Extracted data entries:
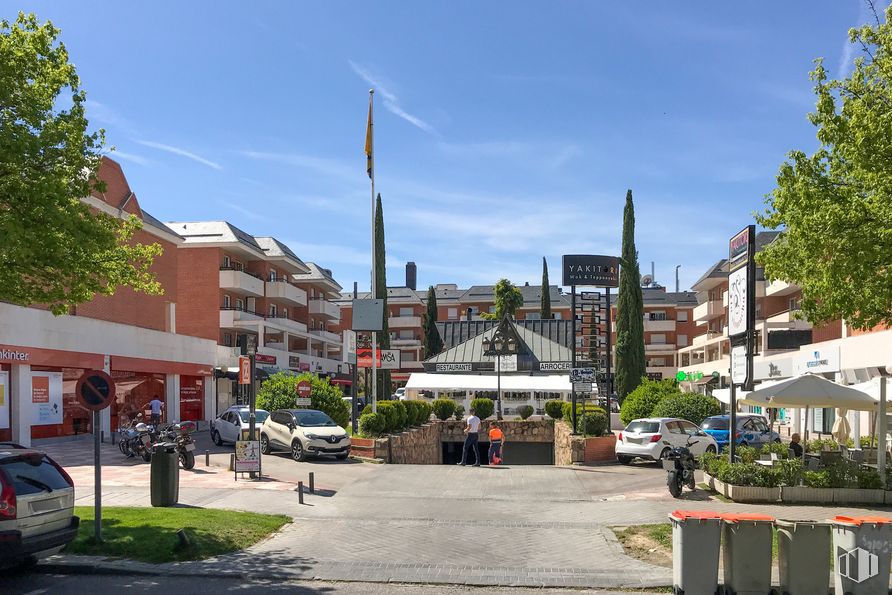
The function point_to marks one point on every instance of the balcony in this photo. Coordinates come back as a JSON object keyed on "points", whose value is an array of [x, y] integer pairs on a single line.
{"points": [[241, 282], [659, 326], [404, 322], [282, 290], [325, 308], [285, 323], [659, 347], [708, 310], [327, 335], [229, 316]]}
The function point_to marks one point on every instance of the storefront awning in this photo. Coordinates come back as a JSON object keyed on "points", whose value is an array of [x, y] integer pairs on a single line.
{"points": [[551, 383]]}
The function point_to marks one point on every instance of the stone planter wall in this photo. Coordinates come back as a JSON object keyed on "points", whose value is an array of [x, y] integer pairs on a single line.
{"points": [[568, 449], [601, 449]]}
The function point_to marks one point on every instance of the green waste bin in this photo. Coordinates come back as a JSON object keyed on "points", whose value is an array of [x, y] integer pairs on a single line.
{"points": [[746, 557], [862, 549], [695, 551], [165, 475], [802, 552]]}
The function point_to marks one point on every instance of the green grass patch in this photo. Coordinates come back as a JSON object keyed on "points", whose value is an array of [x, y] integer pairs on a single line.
{"points": [[150, 534]]}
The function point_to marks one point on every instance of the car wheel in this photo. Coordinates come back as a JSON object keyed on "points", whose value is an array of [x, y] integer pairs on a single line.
{"points": [[297, 450]]}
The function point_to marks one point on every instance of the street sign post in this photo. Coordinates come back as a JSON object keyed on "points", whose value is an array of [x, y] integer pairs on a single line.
{"points": [[95, 390]]}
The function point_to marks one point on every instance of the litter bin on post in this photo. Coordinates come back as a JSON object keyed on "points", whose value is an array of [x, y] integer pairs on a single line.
{"points": [[862, 547], [165, 475], [746, 556], [695, 551], [802, 557]]}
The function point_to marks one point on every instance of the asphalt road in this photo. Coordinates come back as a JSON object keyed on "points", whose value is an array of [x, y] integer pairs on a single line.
{"points": [[21, 584]]}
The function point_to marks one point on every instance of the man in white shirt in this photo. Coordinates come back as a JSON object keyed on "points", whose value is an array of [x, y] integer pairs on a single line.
{"points": [[471, 429]]}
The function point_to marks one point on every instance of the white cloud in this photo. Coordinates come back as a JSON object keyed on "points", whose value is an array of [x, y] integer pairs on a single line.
{"points": [[391, 102], [181, 152]]}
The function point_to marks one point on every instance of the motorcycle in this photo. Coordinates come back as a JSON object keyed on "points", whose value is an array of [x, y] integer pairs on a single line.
{"points": [[136, 439], [181, 435], [680, 465]]}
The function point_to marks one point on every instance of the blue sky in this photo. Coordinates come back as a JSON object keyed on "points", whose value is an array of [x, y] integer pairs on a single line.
{"points": [[504, 131]]}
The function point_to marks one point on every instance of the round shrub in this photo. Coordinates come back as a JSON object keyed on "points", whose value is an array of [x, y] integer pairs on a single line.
{"points": [[525, 411], [371, 425], [693, 407], [443, 408], [595, 423], [554, 409], [642, 401], [482, 407]]}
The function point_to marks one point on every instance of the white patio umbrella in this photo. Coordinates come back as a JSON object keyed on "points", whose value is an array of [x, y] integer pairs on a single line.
{"points": [[809, 391]]}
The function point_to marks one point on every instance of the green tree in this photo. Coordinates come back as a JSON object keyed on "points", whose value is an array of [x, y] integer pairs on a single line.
{"points": [[433, 344], [507, 300], [630, 362], [55, 251], [384, 384], [834, 206], [545, 307], [279, 391]]}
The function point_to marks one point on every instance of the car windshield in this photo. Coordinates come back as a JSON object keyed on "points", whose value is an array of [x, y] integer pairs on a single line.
{"points": [[715, 423], [643, 427], [260, 414], [313, 419]]}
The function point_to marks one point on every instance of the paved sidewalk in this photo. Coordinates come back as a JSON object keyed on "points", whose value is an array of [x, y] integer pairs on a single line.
{"points": [[523, 526]]}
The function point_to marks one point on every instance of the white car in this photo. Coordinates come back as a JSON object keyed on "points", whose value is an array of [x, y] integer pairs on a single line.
{"points": [[235, 424], [303, 432], [654, 438]]}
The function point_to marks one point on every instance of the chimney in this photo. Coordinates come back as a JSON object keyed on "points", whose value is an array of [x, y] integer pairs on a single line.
{"points": [[411, 274]]}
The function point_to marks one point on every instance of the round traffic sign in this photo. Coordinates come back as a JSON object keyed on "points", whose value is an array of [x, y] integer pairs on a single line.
{"points": [[95, 390]]}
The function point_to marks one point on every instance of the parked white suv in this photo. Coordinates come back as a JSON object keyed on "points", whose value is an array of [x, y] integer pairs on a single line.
{"points": [[36, 506], [234, 424], [653, 438], [303, 432]]}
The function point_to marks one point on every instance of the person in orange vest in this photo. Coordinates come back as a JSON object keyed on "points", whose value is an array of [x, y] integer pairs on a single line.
{"points": [[496, 439]]}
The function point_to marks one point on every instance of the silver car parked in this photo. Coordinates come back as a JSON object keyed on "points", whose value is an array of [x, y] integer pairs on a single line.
{"points": [[36, 506]]}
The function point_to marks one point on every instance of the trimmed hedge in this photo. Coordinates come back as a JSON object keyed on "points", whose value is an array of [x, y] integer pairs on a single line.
{"points": [[483, 407], [371, 425], [525, 411], [443, 408], [554, 409]]}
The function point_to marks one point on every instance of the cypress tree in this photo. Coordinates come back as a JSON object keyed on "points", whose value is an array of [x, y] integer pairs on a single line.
{"points": [[433, 344], [630, 362], [384, 385], [545, 308]]}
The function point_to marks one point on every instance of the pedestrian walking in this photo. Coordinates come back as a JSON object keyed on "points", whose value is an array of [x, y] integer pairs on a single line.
{"points": [[496, 440], [471, 439], [155, 405]]}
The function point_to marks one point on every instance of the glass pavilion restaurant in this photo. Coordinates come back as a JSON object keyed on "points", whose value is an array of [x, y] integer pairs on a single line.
{"points": [[539, 371]]}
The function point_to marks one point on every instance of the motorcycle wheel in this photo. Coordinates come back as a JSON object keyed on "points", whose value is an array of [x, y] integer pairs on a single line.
{"points": [[187, 460], [674, 484]]}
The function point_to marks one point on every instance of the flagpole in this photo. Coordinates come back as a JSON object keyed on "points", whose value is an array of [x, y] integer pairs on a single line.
{"points": [[374, 272]]}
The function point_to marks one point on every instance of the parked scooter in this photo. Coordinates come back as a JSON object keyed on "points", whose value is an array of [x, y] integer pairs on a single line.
{"points": [[680, 464], [180, 434]]}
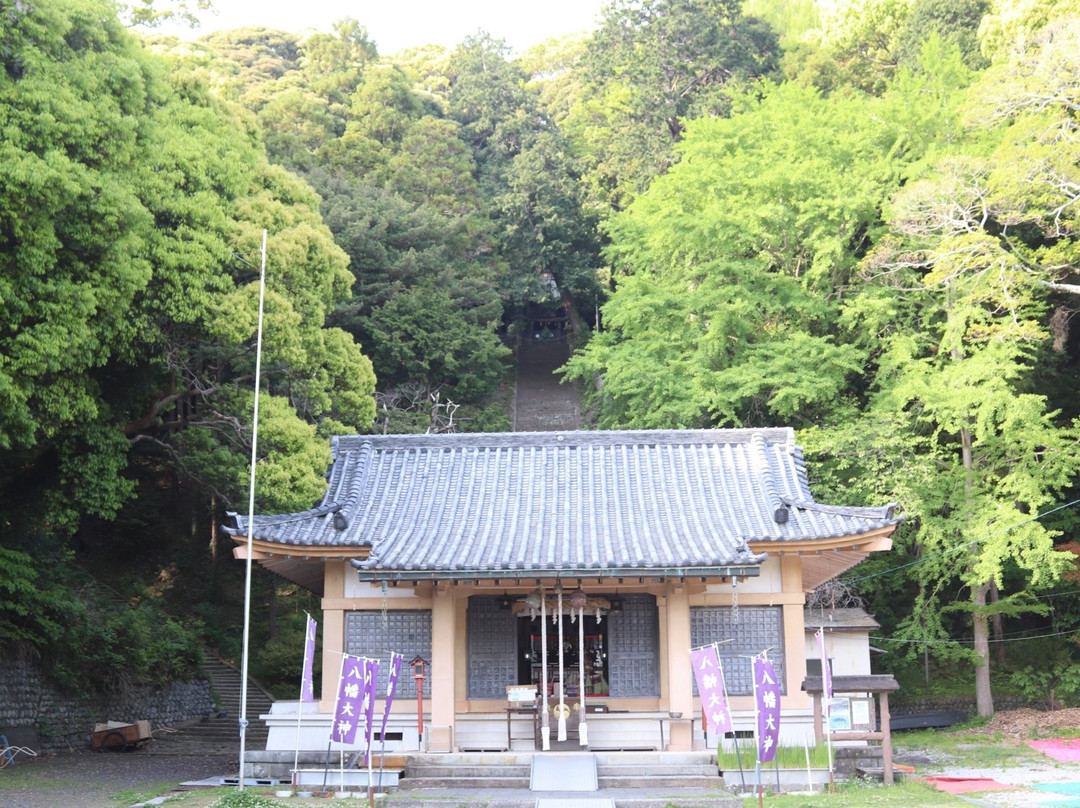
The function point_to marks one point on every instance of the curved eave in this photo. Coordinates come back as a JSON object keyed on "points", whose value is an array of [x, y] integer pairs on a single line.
{"points": [[826, 559], [301, 565], [611, 574]]}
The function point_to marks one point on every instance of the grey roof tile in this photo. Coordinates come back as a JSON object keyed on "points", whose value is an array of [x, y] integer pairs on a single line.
{"points": [[565, 501]]}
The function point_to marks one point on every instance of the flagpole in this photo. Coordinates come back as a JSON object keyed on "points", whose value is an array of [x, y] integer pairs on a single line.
{"points": [[251, 514], [582, 725], [826, 697], [757, 741], [734, 736], [296, 756], [544, 721], [299, 707]]}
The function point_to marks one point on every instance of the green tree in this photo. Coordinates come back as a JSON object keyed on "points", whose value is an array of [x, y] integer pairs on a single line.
{"points": [[651, 66], [127, 320], [731, 265]]}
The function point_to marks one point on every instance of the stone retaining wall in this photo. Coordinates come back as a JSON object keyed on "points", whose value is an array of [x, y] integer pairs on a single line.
{"points": [[65, 721], [916, 707]]}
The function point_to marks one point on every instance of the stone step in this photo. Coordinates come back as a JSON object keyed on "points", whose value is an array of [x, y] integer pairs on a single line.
{"points": [[409, 783], [609, 769], [466, 771]]}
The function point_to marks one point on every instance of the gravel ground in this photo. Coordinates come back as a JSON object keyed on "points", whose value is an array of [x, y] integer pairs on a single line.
{"points": [[116, 780], [96, 779]]}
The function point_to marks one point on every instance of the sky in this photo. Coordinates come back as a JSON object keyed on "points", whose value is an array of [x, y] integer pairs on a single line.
{"points": [[399, 24]]}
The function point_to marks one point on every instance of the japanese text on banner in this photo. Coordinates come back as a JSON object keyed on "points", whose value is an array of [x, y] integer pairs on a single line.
{"points": [[307, 686], [767, 696], [710, 677], [353, 700]]}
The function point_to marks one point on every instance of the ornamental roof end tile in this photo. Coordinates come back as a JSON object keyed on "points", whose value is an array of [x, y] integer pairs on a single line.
{"points": [[566, 501]]}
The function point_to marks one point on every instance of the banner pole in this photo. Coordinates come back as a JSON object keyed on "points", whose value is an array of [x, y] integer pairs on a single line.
{"points": [[544, 721], [251, 516], [582, 726]]}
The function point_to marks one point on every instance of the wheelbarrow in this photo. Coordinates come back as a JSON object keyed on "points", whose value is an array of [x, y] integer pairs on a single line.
{"points": [[120, 737]]}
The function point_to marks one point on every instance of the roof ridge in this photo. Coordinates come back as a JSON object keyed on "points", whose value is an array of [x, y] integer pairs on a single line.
{"points": [[574, 438]]}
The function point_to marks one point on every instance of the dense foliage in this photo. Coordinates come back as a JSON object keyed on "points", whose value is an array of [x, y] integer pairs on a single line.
{"points": [[859, 219]]}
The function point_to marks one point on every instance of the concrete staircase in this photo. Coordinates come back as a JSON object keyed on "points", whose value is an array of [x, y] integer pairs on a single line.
{"points": [[512, 770], [218, 732]]}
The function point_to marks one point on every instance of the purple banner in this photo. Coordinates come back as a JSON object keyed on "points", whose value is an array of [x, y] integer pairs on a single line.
{"points": [[350, 709], [370, 690], [714, 698], [767, 701], [307, 686], [826, 673], [395, 668]]}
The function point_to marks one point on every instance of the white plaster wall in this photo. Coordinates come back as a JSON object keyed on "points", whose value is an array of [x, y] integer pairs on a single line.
{"points": [[850, 651], [769, 581]]}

SHORT PROBLEM:
Extract every line from the one containing "of the dense" to the end of the entries, including both of those lines, exactly as given and with nothing added.

OUTPUT BELOW:
The function point_to marks one point on every instance of the dense foliage in this photo. Coordinates come back as a JSON object keyed on "points", whose value is an array of [x, y] integer pairs on a single line.
{"points": [[859, 219]]}
The function point_to marks one point on every instance of the concrete staircase in this photo. Coordinates come back as a JSON object keyed on "points", whose value is an array of [x, y] integer pairs on a single line.
{"points": [[512, 770], [218, 732]]}
The function point_to marks one point on every instance of the purple banner in this photo. Coordinates come back as a JSON object keyed on "points", whose value is an array of [x, y] integer pairs on a single line.
{"points": [[350, 709], [370, 690], [714, 698], [767, 701], [307, 686], [826, 673], [395, 668]]}
The function point_to marks one point on every instance of the white plaster wall in this photo. Coordinates come back as a JSON object keyed on "points", whose value is an array of [x, y] integer pairs on a single line.
{"points": [[850, 651], [769, 581]]}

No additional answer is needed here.